Listed entries:
•••••

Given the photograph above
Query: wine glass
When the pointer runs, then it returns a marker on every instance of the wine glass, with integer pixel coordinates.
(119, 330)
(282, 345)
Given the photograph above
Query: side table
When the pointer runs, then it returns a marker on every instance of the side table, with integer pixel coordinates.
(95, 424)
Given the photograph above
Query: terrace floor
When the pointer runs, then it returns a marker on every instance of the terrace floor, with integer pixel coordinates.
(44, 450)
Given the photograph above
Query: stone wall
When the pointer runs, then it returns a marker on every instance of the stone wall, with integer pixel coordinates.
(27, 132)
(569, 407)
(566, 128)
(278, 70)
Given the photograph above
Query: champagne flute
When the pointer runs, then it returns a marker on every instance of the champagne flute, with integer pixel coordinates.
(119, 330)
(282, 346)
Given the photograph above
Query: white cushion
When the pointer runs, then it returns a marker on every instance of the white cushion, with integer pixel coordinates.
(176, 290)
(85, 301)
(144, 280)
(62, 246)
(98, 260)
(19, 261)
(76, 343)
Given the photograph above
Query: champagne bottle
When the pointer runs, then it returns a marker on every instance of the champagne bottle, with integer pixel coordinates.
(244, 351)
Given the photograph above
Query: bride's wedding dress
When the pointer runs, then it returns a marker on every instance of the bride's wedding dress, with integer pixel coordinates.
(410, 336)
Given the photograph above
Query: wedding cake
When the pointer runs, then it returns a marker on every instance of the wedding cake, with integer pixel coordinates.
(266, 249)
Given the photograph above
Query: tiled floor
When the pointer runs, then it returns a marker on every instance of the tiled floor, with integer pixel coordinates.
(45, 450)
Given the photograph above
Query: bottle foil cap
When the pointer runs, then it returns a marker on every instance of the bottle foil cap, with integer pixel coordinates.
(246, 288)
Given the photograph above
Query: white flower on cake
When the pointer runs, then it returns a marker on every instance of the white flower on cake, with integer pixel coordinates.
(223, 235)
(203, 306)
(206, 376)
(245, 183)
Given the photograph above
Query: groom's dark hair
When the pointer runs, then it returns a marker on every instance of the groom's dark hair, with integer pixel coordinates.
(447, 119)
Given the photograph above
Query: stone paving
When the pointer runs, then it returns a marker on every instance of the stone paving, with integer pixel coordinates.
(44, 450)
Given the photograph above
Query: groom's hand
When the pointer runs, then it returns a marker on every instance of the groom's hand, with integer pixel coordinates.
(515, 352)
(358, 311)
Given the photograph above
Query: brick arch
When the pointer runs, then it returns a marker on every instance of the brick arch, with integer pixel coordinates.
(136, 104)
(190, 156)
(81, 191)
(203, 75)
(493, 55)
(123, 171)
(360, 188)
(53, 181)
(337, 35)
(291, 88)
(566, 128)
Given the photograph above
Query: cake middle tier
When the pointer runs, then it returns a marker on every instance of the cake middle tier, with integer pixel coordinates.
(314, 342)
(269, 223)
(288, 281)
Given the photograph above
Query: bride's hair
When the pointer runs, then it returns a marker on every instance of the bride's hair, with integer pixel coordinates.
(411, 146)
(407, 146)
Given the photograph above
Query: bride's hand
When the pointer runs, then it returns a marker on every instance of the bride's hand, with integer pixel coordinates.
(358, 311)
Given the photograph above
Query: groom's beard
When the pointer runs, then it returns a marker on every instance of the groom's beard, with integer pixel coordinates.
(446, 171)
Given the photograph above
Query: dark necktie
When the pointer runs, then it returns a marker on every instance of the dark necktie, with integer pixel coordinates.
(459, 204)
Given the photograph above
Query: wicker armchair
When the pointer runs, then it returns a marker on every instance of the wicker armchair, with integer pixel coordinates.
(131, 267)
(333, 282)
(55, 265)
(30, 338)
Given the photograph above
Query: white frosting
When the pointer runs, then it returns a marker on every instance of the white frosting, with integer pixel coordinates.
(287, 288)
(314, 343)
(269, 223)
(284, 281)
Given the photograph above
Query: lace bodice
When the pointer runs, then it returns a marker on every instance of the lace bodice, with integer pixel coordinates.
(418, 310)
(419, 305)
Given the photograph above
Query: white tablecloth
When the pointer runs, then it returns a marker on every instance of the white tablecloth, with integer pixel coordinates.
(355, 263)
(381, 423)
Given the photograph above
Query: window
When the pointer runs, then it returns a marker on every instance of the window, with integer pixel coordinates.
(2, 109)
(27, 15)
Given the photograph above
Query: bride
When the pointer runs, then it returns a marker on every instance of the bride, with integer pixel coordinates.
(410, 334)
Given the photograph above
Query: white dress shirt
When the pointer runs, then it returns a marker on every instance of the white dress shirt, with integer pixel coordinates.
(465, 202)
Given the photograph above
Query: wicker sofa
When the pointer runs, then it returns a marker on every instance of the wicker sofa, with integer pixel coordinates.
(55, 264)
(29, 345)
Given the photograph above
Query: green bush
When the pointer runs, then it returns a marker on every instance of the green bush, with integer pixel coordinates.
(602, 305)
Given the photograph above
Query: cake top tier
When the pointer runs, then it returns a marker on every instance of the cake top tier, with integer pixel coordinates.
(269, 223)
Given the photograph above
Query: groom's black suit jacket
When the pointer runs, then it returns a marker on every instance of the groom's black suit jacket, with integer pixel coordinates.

•••••

Requirements:
Retype all of the data shown above, word for word.

Written answer:
Given the photograph above
Query: wine glass
When the pointer runs, then it returns a marker on every instance of the wine glass, with integer pixel coordinates.
(119, 330)
(282, 345)
Given the photograph above
Query: side table
When the pointer runs, then it returns a marker on every instance of the side table, with integer pixel coordinates.
(95, 424)
Given the photograph above
Query: terrace floor
When the pointer runs, then it returns a marker on every instance of the terrace floor, with integer pixel coordinates.
(44, 450)
Given the photograph above
Query: stone wall
When the pointer runs, then it returns a marker on every instance of the stone wall, with integer pixel coordinates.
(27, 132)
(569, 407)
(566, 128)
(278, 70)
Given the photograph above
Query: champagne flute
When the pointer runs, then it returns a marker on every instance of the champagne flute, with integer pixel coordinates.
(119, 330)
(282, 346)
Given the photograph above
Query: white cushion
When the pointer runs, then it returns a marker on every instance of the white cushion, with integer pixel coordinates.
(176, 290)
(85, 301)
(144, 280)
(62, 246)
(98, 260)
(19, 261)
(76, 343)
Given the photograph above
Query: champagne bottle
When the pointer runs, then it returns a marker on every instance of the champagne bottle, with integer pixel coordinates.
(244, 351)
Given the photograph above
Query: bride's wedding dress
When the pointer runs, then it returns a marker on every instance of the bride's wedding dress, with integer pixel coordinates.
(410, 336)
Given the photograph above
Query: wedding cake
When the pointer runs, then it returns a marker on every instance of the wedding cake, with integer pixel coordinates.
(266, 249)
Given the photograph above
Query: tiled floor
When the pointer runs, then it returns a marker on every instance of the tiled floor, with integer pixel coordinates.
(45, 450)
Given the photograph above
Query: bottle foil cap
When the pointer runs, then it returns a marker on every instance of the bottle foil cap, with integer pixel coordinates.
(246, 288)
Given the photograph above
Query: white flower on cake
When the pointer runs, then it returns a marker on every instance of the white flower on cake, with integer pixel coordinates.
(223, 235)
(203, 306)
(206, 376)
(245, 183)
Given the photograph above
Query: groom's dark hair
When the pointer runs, then it returns a marker on every instance of the groom's dark hair, with integer pixel coordinates.
(447, 119)
Given the photograph above
Query: stone paving
When the pointer runs, then it returns a marker on every instance of the stone paving, with integer pixel coordinates.
(44, 450)
Given the photograph above
Query: groom's hand
When the pointer runs, then it returns a marker on every instance of the groom's hand, with integer pixel coordinates.
(515, 352)
(358, 311)
Given the photograph above
Query: brick arch
When the pointer runs, then it returns a marker on every instance of the brick arch, with integer pixel coordinates.
(136, 104)
(190, 156)
(81, 191)
(203, 75)
(493, 55)
(123, 171)
(360, 188)
(53, 181)
(337, 35)
(291, 88)
(566, 128)
Given the photograph above
Query: cake middle tier
When the pointer runs, then it returns a marker on every instance of the cake middle tier, with integer pixel coordinates.
(314, 342)
(269, 223)
(288, 281)
Given the photograph above
Query: bride's hair
When the pointer runs, then it returns a marker on every instance of the bride's hair, with integer pixel coordinates.
(411, 146)
(407, 146)
Given the photograph above
Query: bride's hand
When the pointer runs, then it returns a marker on every instance of the bride's hand, with integer pixel coordinates.
(358, 311)
Given the photograph above
Query: groom's beard
When the pointer runs, then it returns a marker on every instance of the groom's beard, with integer pixel coordinates.
(446, 171)
Given the photograph above
Query: dark necktie
When the pointer runs, then it returns a marker on every instance of the dark necktie, with integer pixel coordinates.
(459, 204)
Given the photograph above
Query: wicker armchair
When the pointer runs, then it returns a marker on every instance of the wicker armchair, with integer pixel coordinates.
(131, 267)
(333, 282)
(55, 265)
(30, 338)
Given the photograph above
Query: white frosting
When the pointer runs, then it returns a marker on every instance of the white frosting, with integer pixel coordinates.
(287, 288)
(314, 343)
(269, 223)
(284, 281)
Given the photograph above
Query: lace bodice
When the pointer runs, then it returns a marker on every instance of the lace bodice, with integer pixel coordinates.
(418, 310)
(419, 305)
Given the photograph above
Query: white tablecloth
When the pointer runs, then it returns a marker on every instance of the white tablecloth, with integer pixel coordinates.
(355, 263)
(381, 423)
Given the photograph above
Query: window
When the pointer runs, then it returns a marker on every instance of the window, with integer pixel coordinates.
(2, 109)
(27, 15)
Given the photograph above
Query: bride
When the pointer runs, then it returns a marker on every instance of the bride, with integer pixel coordinates.
(410, 334)
Given the photograph above
Query: white dress shirt
When the pointer runs, then it returns a marker on every instance of the white dress shirt, with integer pixel coordinates.
(465, 202)
Given the photograph above
Query: wicker sofa
When the pointer runs, then it returns a marker on every instance of the wicker sofa, with integer pixel coordinates.
(55, 264)
(29, 345)
Given the photograph above
Query: green bush
When the pointer runs, then it returns a marker on every instance of the green bush, with integer pixel coordinates.
(602, 305)
Given the photograph above
Query: cake top tier
When the pointer runs, then it returns a marker on every instance of the cake top tier, with integer pixel coordinates.
(269, 223)
Given the photograph above
Query: groom's black suit jacket
When the pointer runs, then it returns a marker on every instance of the groom's black suit jacket, with integer pixel coordinates.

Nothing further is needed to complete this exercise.